— START OF Passage shown —

Whoa! Whoa! Whoa!
I appreciate the points you are making, Chris, but I am a bit taken aback by such forceful language.

On 27/01/2023 19:18, Chris Angelico wrote:
On Sat, 28 Jan 2023 at 05:31, Rob Cliffe via Python-list
<python-list@python.org> wrote:
On 23/01/2023 18:02, Chris Angelico wrote:
Maybe, rather than asking for a way to treat a string as code, ask for
what you ACTUALLY need, and we can help?

ChrisA
Fair enough, Chris, but still ISTM that it is reasonable to ask (perhaps
for a different use-case) whether there is a way of evaluating a string
at runtime as if it were an f-string.  We encourage people to ask
questions on this list, even though the answer will not always be what
they're hoping for.
No, it's not, because that's the "how do I use X to do Y" problem.
Instead, just ask how to do *what you actually need*. If the best way
to do that is to eval an f-string, then someone will suggest that.
But, much much much more likely, the best way to do it would be
something completely different. What, exactly? That's hard to say,
because *we don't know what you actually need*. All you tell us is
what you're attempting to do, which there is *no good way to achieve*.
If the above is addressed to the OP, I can't answer for him.
If it's addressed to me:  How about if I wanted a program (a learning tool) to allow the user to play with f-strings? I.e. to type in a string, and then see what the result would be if it had been an f-string? I suspect there are other use cases, but I confess I can't think of one right now.

I appreciate that the answer may be "No, because it would be a lot of
work - and increase the maintenance burden - to support a relatively
rare requirement".

— END OF Passage shown —
— START OF Dataset entries —

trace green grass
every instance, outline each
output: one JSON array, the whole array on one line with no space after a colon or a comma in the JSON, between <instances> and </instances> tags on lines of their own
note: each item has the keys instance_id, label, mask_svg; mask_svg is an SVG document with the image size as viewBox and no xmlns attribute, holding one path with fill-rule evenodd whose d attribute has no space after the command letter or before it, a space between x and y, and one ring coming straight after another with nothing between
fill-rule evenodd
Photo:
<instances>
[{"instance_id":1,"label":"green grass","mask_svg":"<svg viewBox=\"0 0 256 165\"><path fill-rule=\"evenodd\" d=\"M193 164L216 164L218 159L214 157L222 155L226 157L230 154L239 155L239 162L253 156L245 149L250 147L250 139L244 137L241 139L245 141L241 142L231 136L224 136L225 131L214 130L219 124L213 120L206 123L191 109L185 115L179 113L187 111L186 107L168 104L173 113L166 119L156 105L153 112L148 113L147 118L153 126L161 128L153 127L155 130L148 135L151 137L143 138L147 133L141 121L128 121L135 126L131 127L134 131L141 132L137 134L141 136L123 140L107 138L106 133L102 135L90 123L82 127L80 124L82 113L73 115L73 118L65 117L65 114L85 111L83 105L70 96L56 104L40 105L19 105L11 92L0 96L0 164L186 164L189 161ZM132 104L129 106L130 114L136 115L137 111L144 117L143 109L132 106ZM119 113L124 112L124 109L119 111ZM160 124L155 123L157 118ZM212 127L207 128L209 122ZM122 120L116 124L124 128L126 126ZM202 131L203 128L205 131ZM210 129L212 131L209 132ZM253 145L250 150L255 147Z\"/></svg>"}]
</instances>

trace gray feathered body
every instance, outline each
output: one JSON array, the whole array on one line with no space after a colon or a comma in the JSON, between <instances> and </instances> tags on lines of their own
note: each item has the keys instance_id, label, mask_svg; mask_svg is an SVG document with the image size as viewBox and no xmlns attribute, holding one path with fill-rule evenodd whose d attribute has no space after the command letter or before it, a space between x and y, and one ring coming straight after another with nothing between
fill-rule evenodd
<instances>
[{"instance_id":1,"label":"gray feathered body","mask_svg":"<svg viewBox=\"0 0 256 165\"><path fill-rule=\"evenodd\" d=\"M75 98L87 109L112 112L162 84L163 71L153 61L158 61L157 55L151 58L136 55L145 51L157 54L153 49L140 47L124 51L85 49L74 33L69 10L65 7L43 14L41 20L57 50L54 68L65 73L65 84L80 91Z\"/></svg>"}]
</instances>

— END OF Dataset entries —

Answer these questions about the mailing-list message:
1. At what time on 27/01/2023 did Chris Angelico write, according to the attribution line?
2. What email address appears beside "Python-list" in the message?
3. What kind of program is offered as a possible use case for evaluating a string as an f-string?
Rely solely on the message above when responding.

1. 19:18
2. python-list@python.org
3. A learning tool that lets the user type in a string and see what the result would be if it had been an f-string.